WASHINGTON (Reuters) - House of Representatives Republicans will propose new cuts in defense and security spending this week, signaling they are prepared to address politically sensitive areas to tame the ballooning federal deficit, a leading congressman said on Thursday.
Representative Darrell Issa, chairman of the House Oversight and Government Reform Committee, also said the Republican leadership has invited House members to find ways to exceed the $32 billion in spending cuts announced by the House Appropriations Committee on Wednesday.
President Barack Obama already has endorsed a Pentagon proposal to cut $78 billion from the Pentagon’s core $550 billion-plus spending plan from 2012 to 2016.
But Issa told MSNBC’s “Morning Joe” program that Republicans will go further: “There have been some real cuts in defense spending. Additionally, we’ve found, and it’ll come out this week from Appropriations, some additional security cuts that can be made without reducing our troops’ in the field real effectiveness.”
Defense cuts present Republicans with an unusual challenge because their members have strongly supported Pentagon funding and chafed at proposed reductions as measures that threaten to undercut defense efforts in a time of war.
Issa offered no further specifics on defense and security cuts but added: “Then we come back to deal with entitlements, which is a large pot of money, hard to deal with, but we intend to make real reform,” he said.
House Republicans have concentrated so far on non-defense discretionary spending, avoiding more difficult decisions to cut entitlement programs including Social Security and Medicare as well as military spending, which together account for most of the $3.7 trillion U.S. budget.

__Extracted records__
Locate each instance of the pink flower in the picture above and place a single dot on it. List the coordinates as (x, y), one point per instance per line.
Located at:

---

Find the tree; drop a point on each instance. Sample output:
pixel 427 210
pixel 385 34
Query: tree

__Requirement 1__
Using the Reuters article on defense spending cuts, answer these:
(a) What amount of spending cuts did the House Appropriations Committee announce on Wednesday?
(b) How much would the Pentagon proposal endorsed by President Barack Obama cut, and over which years?
(c) What is the total U.S. budget figure given in the article?
__Requirement 2__
Carry on the Reuters article on defense spending cuts past its final sentence.

__Response area 1__
(a) $32 billion
(b) $78 billion, from 2012 to 2016
(c) $3.7 trillion

__Response area 2__
Issa’s comments came a day after Republicans unveiled a spending reduction plan that targeted some of Obama’s key spending goals, even as top House Republicans had lunch at the White House and emerged optimistic about the prospect of working with Obama to cut spending and boost trade.
The spending reductions unveiled this week would represent the largest budget cut in U.S. history, if enacted.
Republican leaders, who promised voters $100 billion in spending cuts during the 2010 mid-term election campaign, are being pressed for an additional $26 billion in reductions by newly elected conservative members.
“I‘m positive that there will be Republicans offering and probably having accepted real additional cuts on the floor,” Issa said.
“I‘m confident that we’ll get over $100 billion in real cuts at an annualized basis.”
The push for cuts in Congress prompted Federal Reserve Chairman Ben Bernanke to warn this week that sharp spending cuts in the short term could cripple an economic recovery that is still fragile enough to warrant support from the central bank.